§ **PASSAGE PROVIDED**:
Overview

This lesson will refocus your attention on thinking chords and sound of chords during your solos. To get started will learn, play and analyze a rock solo based on the standard minor chord progression Am - G - F - E, (or I, bVII, bVI - V) used in many famous songs. My example is based on the surf music classic, Pipeline but the techniques and ideas you will learn in the solo will be useful to you in a myriad of musical situations as you embark on your adventures as a lead guitarist.

Earlier in the course you learned to base solos on chord tones and approach notes using standard chord shapes. This arpeggio based approach is similar to this chord shape thinking but is a more advanced refinement of it. Nothing sounds quite as amazing as playing a stream of chord tones to negotiate your way through a set of changes -this ability represents a very high level of thinking and playing To develop this skill you need to learn to think of and play chords in the form of the traditional arpeggios that all accomplished musicians practice, know and use. The print and save portion of the lesson has a compendium of common arpeggios for you practice with.

Pentatonic Perspcective

Although we are planning to play a chord based solo, the song is still in the key of A minor, when are playing rock or any modern style in this key, adopt a pentatonic point of view based on the root 6 minor pentatonic form. Remember excellent sounding solos and melodies are often based on scale fragments and chord fragment, so the box patterns are still valuable, still at the front of your mind.

Earlier we learned to look at the root 6 minor pentatinic scale form as the most important and most used version of the scale. There is a very useful upper extenstion of the scale pattern which is used to extend the range of the scale. The highest registers of the scale look like the shape of a house, so that is what I call this nice little soloing area and the larger pattern it is part of. It my memory trick.

Below we see another pattern we have been sudying and that is the one for the minor pentatonic scale notes that are not part of the main pattern played in position V. Again, we have seen the musical power of just 3 or 4 note scale passages, so we dont need every single scale tone on the neck of the guitar when we play, just a few, the notes on strings one and two of the rear extention are very useful and form a perfect box shape. I call that little scale shape the 'back yard' to remember not only a hot little area for soloing but also the larger pattern it is a part of. Use these diagrams to review these two scale extensions running your fingers all over the three scsale scale shapes, connecting them any way you see fit -and doing it over and over. To remember them, call them the 'house' and the 'backyard.

(Coordinate labeling data)
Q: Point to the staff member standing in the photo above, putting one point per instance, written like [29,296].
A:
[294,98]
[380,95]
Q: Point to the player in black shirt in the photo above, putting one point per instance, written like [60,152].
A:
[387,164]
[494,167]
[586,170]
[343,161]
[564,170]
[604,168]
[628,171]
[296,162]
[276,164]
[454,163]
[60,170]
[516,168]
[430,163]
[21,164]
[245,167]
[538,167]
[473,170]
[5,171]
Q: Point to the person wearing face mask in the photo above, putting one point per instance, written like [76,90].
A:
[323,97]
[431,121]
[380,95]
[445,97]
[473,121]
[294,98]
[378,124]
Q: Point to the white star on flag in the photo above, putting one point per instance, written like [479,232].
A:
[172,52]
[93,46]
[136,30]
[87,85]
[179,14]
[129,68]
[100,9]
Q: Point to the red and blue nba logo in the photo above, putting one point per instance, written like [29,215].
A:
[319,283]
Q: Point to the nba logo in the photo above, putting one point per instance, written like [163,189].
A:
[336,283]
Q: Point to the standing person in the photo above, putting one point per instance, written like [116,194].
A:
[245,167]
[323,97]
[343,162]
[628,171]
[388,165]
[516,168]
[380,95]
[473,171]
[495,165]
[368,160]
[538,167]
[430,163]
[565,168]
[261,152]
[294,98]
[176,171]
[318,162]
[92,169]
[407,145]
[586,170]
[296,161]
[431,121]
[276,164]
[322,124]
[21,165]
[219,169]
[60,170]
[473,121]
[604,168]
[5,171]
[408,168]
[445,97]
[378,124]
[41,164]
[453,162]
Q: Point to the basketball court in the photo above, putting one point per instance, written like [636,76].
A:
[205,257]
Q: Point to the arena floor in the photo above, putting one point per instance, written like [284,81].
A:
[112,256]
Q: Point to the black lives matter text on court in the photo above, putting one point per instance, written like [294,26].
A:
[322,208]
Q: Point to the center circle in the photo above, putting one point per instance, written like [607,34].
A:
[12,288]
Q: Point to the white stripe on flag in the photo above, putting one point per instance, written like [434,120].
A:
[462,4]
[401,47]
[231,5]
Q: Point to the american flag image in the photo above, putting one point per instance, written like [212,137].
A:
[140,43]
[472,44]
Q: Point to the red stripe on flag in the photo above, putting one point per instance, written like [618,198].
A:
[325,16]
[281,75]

§ **DIRECTIVES**:
**A.** List every chord in the minor chord progression that the guitar lesson uses as the basis for its rock solo.
**B.** Return the part of the guitar lesson that begins at the words "Pentatonic Perspcective" and stops after "of your mind.".

§ **WRITTEN ANSWERS**:
**A.** Am, G, F, E

**B.**
Pentatonic Perspcective

Although we are planning to play a chord based solo, the song is still in the key of A minor, when are playing rock or any modern style in this key, adopt a pentatonic point of view based on the root 6 minor pentatonic form. Remember excellent sounding solos and melodies are often based on scale fragments and chord fragment, so the box patterns are still valuable, still at the front of your mind.